----- Provided material -----

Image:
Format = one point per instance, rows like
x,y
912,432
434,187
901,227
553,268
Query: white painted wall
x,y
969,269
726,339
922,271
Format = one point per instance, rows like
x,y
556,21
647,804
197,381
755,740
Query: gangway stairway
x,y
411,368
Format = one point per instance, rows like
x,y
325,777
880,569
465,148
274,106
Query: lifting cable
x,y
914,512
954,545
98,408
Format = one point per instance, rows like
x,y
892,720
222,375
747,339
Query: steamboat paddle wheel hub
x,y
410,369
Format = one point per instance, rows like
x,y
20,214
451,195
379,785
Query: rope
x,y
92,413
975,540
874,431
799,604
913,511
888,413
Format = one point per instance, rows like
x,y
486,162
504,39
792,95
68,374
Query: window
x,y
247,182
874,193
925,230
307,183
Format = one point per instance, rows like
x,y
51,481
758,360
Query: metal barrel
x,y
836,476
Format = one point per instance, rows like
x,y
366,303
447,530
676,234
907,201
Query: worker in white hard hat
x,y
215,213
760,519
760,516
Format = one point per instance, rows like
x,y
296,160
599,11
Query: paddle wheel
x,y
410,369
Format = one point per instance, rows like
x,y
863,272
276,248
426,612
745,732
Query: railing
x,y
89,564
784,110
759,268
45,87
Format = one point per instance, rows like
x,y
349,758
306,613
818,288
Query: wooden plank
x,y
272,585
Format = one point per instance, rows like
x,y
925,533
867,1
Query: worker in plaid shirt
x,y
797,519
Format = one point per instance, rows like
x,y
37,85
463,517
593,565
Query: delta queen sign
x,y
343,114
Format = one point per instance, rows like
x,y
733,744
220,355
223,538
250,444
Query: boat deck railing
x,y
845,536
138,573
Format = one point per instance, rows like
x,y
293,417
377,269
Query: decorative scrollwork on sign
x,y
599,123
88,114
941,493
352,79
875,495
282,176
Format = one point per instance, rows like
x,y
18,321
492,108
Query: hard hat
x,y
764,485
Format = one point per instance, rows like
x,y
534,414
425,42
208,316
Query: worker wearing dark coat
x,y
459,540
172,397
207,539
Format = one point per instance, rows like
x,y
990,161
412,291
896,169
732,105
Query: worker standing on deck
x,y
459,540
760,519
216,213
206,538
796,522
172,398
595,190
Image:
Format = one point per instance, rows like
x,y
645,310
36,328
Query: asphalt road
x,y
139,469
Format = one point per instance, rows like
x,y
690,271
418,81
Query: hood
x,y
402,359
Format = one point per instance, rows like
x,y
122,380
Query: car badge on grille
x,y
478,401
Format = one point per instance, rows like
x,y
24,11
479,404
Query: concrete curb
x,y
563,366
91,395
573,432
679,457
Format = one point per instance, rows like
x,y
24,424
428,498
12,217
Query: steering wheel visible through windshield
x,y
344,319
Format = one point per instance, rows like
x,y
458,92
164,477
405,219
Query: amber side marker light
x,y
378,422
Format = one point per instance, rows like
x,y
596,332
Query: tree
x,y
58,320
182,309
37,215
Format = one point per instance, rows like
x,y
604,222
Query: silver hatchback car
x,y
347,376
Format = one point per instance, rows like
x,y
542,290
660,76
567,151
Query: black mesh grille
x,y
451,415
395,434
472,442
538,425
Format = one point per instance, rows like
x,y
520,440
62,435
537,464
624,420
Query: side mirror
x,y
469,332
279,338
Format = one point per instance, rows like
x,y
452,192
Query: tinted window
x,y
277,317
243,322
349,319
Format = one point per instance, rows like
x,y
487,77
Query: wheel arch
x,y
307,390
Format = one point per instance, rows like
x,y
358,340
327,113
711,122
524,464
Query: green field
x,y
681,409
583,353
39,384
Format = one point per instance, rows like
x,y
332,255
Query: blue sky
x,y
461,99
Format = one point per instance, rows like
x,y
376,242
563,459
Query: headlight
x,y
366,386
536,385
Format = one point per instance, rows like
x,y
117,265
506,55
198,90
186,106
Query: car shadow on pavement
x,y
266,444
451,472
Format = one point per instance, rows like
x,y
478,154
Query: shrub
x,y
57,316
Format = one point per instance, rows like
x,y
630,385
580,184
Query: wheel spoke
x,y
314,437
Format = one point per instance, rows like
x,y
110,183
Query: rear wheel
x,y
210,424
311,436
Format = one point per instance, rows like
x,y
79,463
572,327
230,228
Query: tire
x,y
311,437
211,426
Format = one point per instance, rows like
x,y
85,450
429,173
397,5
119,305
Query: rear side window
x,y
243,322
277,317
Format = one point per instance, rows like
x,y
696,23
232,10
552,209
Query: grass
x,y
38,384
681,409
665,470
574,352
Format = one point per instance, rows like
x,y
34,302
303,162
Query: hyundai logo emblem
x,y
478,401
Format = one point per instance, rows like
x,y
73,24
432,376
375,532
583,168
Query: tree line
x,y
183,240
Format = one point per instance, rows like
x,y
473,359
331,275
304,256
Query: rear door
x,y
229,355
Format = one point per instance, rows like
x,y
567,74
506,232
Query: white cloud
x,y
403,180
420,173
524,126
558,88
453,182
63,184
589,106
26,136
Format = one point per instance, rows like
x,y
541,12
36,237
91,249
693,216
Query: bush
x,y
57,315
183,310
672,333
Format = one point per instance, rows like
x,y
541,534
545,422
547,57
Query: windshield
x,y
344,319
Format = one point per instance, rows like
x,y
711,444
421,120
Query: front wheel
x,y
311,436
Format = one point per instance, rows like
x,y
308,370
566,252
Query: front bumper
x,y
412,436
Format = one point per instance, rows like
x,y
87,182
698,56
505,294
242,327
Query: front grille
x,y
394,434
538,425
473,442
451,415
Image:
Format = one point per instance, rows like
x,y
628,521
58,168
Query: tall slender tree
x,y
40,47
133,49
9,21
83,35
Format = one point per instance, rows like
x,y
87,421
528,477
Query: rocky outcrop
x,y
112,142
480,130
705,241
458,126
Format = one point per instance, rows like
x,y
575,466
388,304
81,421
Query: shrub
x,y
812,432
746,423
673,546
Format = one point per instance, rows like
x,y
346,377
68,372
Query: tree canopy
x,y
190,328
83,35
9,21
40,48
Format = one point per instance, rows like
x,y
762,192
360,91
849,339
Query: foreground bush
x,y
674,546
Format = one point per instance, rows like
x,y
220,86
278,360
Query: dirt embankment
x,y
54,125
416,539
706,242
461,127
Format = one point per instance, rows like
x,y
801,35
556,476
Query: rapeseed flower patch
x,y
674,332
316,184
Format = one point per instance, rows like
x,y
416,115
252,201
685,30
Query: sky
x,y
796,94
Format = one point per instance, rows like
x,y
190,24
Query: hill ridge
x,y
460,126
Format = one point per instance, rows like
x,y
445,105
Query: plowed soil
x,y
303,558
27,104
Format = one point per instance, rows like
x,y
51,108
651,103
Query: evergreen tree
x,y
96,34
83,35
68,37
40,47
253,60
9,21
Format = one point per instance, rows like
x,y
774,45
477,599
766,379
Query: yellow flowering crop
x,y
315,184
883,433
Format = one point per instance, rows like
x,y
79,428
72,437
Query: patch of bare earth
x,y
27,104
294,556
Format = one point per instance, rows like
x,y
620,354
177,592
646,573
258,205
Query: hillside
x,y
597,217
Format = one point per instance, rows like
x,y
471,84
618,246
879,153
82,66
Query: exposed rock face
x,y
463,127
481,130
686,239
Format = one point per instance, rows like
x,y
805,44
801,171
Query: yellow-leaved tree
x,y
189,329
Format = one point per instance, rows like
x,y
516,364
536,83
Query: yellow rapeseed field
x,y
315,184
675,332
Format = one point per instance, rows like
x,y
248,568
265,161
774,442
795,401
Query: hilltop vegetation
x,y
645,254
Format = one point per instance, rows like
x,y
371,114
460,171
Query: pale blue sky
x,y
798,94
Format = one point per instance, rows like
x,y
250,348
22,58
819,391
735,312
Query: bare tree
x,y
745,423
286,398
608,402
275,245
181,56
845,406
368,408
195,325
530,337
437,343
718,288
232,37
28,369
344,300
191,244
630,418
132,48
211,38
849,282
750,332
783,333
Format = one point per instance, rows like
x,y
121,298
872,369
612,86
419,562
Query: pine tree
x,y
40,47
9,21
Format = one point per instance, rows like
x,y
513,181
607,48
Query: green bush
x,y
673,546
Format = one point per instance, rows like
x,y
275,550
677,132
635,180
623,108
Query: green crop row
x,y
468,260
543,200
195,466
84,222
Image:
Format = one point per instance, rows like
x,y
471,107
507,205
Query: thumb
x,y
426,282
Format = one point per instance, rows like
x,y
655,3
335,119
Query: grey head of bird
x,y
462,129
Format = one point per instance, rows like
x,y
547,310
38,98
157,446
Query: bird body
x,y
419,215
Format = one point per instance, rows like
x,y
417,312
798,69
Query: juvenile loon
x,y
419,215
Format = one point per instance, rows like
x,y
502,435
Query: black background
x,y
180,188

-----

§ **What to produce**: Report how many lines in the rows above contain the string "black", with case counting. Give only the number.

§ **Result for this task**: 2